:: Your instructions ::
The goal is to restate all of the records below word for word.

********

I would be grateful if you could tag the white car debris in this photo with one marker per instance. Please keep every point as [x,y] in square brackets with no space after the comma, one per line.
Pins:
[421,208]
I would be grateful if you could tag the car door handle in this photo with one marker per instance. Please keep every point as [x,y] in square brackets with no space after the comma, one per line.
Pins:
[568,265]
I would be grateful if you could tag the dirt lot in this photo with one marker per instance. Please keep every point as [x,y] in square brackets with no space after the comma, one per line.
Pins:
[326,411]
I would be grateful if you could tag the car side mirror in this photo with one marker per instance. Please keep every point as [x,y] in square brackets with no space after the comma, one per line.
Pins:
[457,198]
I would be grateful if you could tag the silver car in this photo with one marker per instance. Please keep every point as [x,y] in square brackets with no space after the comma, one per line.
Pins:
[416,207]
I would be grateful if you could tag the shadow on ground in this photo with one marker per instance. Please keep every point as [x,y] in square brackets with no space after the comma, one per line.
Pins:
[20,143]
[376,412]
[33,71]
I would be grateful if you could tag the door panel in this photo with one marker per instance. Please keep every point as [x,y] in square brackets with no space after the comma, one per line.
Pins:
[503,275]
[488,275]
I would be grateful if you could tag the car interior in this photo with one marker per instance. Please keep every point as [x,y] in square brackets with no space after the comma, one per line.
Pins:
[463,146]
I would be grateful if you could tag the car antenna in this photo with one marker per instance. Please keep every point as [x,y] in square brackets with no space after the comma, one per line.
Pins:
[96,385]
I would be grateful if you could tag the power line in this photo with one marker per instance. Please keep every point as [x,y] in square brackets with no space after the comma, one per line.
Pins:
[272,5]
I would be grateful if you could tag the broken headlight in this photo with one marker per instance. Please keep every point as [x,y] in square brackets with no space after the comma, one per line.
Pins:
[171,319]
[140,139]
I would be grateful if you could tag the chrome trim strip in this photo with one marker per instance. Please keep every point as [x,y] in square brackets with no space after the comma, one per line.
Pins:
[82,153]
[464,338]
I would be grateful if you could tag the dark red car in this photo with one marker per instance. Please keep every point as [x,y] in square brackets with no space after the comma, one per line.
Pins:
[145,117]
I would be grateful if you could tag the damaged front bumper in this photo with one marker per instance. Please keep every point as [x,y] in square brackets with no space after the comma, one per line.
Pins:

********

:: Exercise output ::
I would be grateful if you could tag the white car debris in this photo with one marker per instance. Please keep every point as [x,y] in square brackets with no space after the comma, one per line.
Pins:
[421,208]
I would be grateful if you could tag the car door handle in this photo with one marker per instance. Please keep every point as [x,y] in square brackets with no space after the comma, one per line.
Pins:
[568,265]
I would be grateful if you could tag the dirt lot in this photo with one marker per instance. Please keep every point as [x,y] in square brackets with no space after the comma, one per line.
Pins:
[326,411]
I would be grateful if you could tag the car side mirror in this photo with one marker per instance. Please keep every point as [x,y] in square brackets with no space after the comma, one per line.
Pins:
[457,198]
I would be grateful if you could tag the silver car in this photo with one marker per instance. Please keep every point as [x,y] in square brackets with no space after the comma, one per line.
Pins:
[416,207]
I would be grateful if you could tag the shadow on ground in this photo with one marker per instance. Please keep every point as [x,y] in square brackets with no space after the comma, one per line.
Pins:
[20,143]
[376,412]
[33,71]
I would be grateful if you could tag the door panel in this photo with one marker per instance. Please keep every point as [x,y] in square brackets with no space after the comma, one per line.
Pins:
[503,275]
[488,275]
I would be grateful if you could tag the car interior in this photo with one marker per instance. Please keep every point as [x,y] in square brackets with no space after the comma, one per line.
Pins:
[463,146]
I would be grateful if you could tag the car antenna in this photo with one marker per instance. Please keep every point as [x,y] in square brackets with no space after the comma, one per line.
Pins:
[96,385]
I would be grateful if you could tag the power line in this photo with one marker per instance. Please keep every point as [x,y] in square brackets with no space after the comma, one per line.
Pins:
[272,5]
I would be grateful if you could tag the broken headlight in this photo with one marker per instance. Please keep every point as [x,y] in square brackets with no space after the comma, one per line.
Pins:
[171,319]
[140,139]
I would be grateful if you could tag the chrome trim strip in this photo with one marker per instance. Please keep every point as [x,y] in square brackets with no space after the comma, one per line.
Pins:
[82,153]
[464,338]
I would be grateful if you could tag the dark red car in this photo with one marker per instance. Please keep every point as [x,y] in square brackets with no space after the comma, one per line.
Pins:
[145,117]
I would be grateful if you could tag the damaged front bumper in this photo with one marker per instance. Please keep every point as [x,y] in square brackets with no space after the comma, one per line.
Pins:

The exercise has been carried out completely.